What this task involves — Print each record exactly as it appears, but drop the images.

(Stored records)
=======
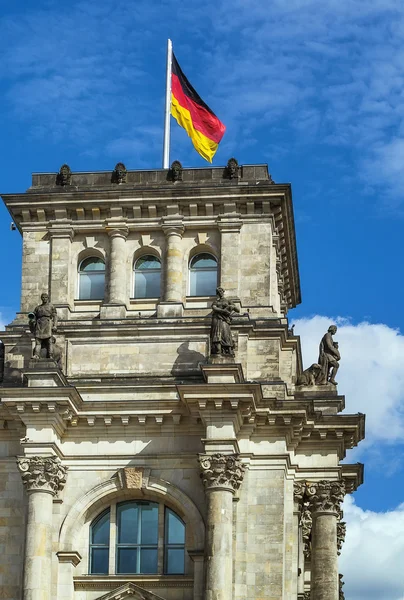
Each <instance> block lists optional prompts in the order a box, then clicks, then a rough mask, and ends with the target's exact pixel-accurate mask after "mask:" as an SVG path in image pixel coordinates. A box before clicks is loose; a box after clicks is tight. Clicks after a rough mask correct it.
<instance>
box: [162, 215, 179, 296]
mask: <svg viewBox="0 0 404 600" xmlns="http://www.w3.org/2000/svg"><path fill="white" fill-rule="evenodd" d="M163 231H164V233H165V235H166V238H167V251H166V286H165V291H164V300H165V301H166V302H182V298H183V296H182V284H183V281H184V273H183V269H182V267H183V264H182V263H183V253H182V246H181V240H182V235H183V233H184V226H183V225H182V223H176V224H170V225H163Z"/></svg>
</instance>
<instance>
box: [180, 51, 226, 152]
mask: <svg viewBox="0 0 404 600" xmlns="http://www.w3.org/2000/svg"><path fill="white" fill-rule="evenodd" d="M171 114H172V116H173V117H174V118H175V119H176V121H177V123H178V125H180V126H181V127H183V128H184V129H185V131H186V132H187V134H188V135H189V137H190V138H191V140H192V143H193V145H194V147H195V150H196V151H197V152H198V153H199V154H200V155H201V156H202V157H203V158H204V159H205V160H207V161H209V162H212V158H213V156H214V154H215V152H216V150H217V148H218V145H219V142H220V140H221V139H222V137H223V135H224V132H225V130H226V127H225V125H223V123H222V122H221V121H220V120H219V119H218V118H217V116H216V115H215V113H214V112H213V111H212V110H211V109H210V108H209V106H208V105H207V104H205V102H204V101H203V100H202V98H201V97H200V96H199V94H198V93H197V92H196V91H195V89H194V88H193V87H192V85H191V84H190V83H189V81H188V79H187V78H186V77H185V75H184V73H183V72H182V70H181V67H180V66H179V64H178V61H177V59H176V58H175V56H174V54H173V55H172V74H171Z"/></svg>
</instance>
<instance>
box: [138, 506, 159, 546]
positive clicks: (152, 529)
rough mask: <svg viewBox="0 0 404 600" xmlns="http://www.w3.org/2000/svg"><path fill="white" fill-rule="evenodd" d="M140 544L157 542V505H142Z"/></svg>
mask: <svg viewBox="0 0 404 600" xmlns="http://www.w3.org/2000/svg"><path fill="white" fill-rule="evenodd" d="M141 510H142V544H157V540H158V506H156V505H150V506H142V507H141Z"/></svg>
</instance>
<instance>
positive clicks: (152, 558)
mask: <svg viewBox="0 0 404 600" xmlns="http://www.w3.org/2000/svg"><path fill="white" fill-rule="evenodd" d="M110 515H111V517H110ZM163 522H164V535H162V534H161V529H160V528H159V524H160V523H161V524H163ZM113 528H114V529H113ZM110 539H112V540H113V539H115V540H116V544H115V546H114V548H112V552H111V549H110ZM108 573H114V574H117V575H131V574H153V573H154V574H156V573H160V574H162V573H164V574H166V575H182V574H184V573H185V524H184V522H183V521H182V519H180V517H179V516H178V515H177V514H176V513H175V512H174V511H172V510H171V509H170V508H168V507H166V506H164V505H163V504H158V503H156V502H148V501H146V500H133V501H127V502H120V503H118V504H113V505H111V507H110V508H109V509H108V510H107V511H104V512H103V513H101V515H99V516H98V517H97V518H96V519H94V521H93V522H92V524H91V526H90V574H92V575H100V574H108Z"/></svg>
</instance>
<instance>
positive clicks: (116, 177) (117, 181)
mask: <svg viewBox="0 0 404 600" xmlns="http://www.w3.org/2000/svg"><path fill="white" fill-rule="evenodd" d="M126 174H127V170H126V167H125V165H124V164H123V163H117V164H116V165H115V169H114V171H113V173H112V177H111V182H112V183H118V184H120V183H126Z"/></svg>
=======
Completed exercise —
Each <instance> block lists optional prompts in the order a box, then clicks, then a rough mask, and ends with the target's exact pixel-accurate mask after "mask:" as an SVG path in image pixel coordinates. A box before clicks is loose; a box after clicks is tight. Clicks after a rough mask correct it.
<instance>
box: [162, 215, 179, 296]
mask: <svg viewBox="0 0 404 600" xmlns="http://www.w3.org/2000/svg"><path fill="white" fill-rule="evenodd" d="M163 231H164V233H165V235H166V238H167V251H166V286H165V291H164V300H165V301H166V302H182V298H183V296H182V284H183V281H184V273H183V269H182V267H183V264H182V263H183V253H182V246H181V240H182V235H183V233H184V226H183V225H182V223H176V224H170V225H163Z"/></svg>
</instance>
<instance>
box: [180, 51, 226, 152]
mask: <svg viewBox="0 0 404 600" xmlns="http://www.w3.org/2000/svg"><path fill="white" fill-rule="evenodd" d="M171 114H172V116H173V117H174V118H175V119H176V121H177V123H178V125H180V126H181V127H183V128H184V129H185V131H186V132H187V134H188V135H189V137H190V138H191V140H192V143H193V145H194V147H195V150H196V151H197V152H198V153H199V154H200V155H201V156H202V157H203V158H204V159H205V160H207V161H209V162H212V158H213V156H214V154H215V152H216V150H217V148H218V145H219V142H220V140H221V139H222V137H223V135H224V132H225V130H226V127H225V125H223V123H222V122H221V121H220V120H219V119H218V118H217V116H216V115H215V113H214V112H213V111H212V110H211V109H210V108H209V106H208V105H207V104H205V102H204V101H203V100H202V98H201V97H200V96H199V94H198V93H197V92H196V91H195V89H194V88H193V87H192V85H191V84H190V83H189V81H188V79H187V78H186V77H185V75H184V73H183V72H182V70H181V67H180V66H179V64H178V61H177V59H176V58H175V56H174V54H173V55H172V74H171Z"/></svg>
</instance>
<instance>
box: [138, 506, 159, 546]
positive clicks: (152, 529)
rough mask: <svg viewBox="0 0 404 600" xmlns="http://www.w3.org/2000/svg"><path fill="white" fill-rule="evenodd" d="M140 544L157 542V505H142Z"/></svg>
mask: <svg viewBox="0 0 404 600" xmlns="http://www.w3.org/2000/svg"><path fill="white" fill-rule="evenodd" d="M141 510H142V544H157V540H158V506H156V505H150V506H142V507H141Z"/></svg>
</instance>
<instance>
positive clicks: (152, 558)
mask: <svg viewBox="0 0 404 600" xmlns="http://www.w3.org/2000/svg"><path fill="white" fill-rule="evenodd" d="M110 515H111V517H110ZM163 522H164V535H162V534H161V529H160V528H159V524H160V523H161V524H163ZM113 528H114V529H113ZM110 539H112V540H113V539H115V540H116V544H115V546H114V548H112V552H111V549H110ZM108 573H114V574H117V575H131V574H153V573H154V574H156V573H160V574H162V573H164V574H166V575H182V574H184V573H185V524H184V522H183V521H182V519H180V517H179V516H178V515H177V514H176V513H175V512H174V511H172V510H171V509H170V508H168V507H166V506H164V505H163V504H158V503H156V502H148V501H146V500H133V501H127V502H120V503H118V504H113V505H111V507H110V508H109V509H108V510H107V511H104V512H103V513H101V515H99V516H98V517H97V518H96V519H94V521H93V522H92V524H91V526H90V574H92V575H100V574H108Z"/></svg>
</instance>
<instance>
positive clicks: (116, 177) (117, 181)
mask: <svg viewBox="0 0 404 600" xmlns="http://www.w3.org/2000/svg"><path fill="white" fill-rule="evenodd" d="M126 174H127V170H126V167H125V165H124V164H123V163H117V164H116V165H115V169H114V171H113V173H112V177H111V182H112V183H118V184H120V183H126Z"/></svg>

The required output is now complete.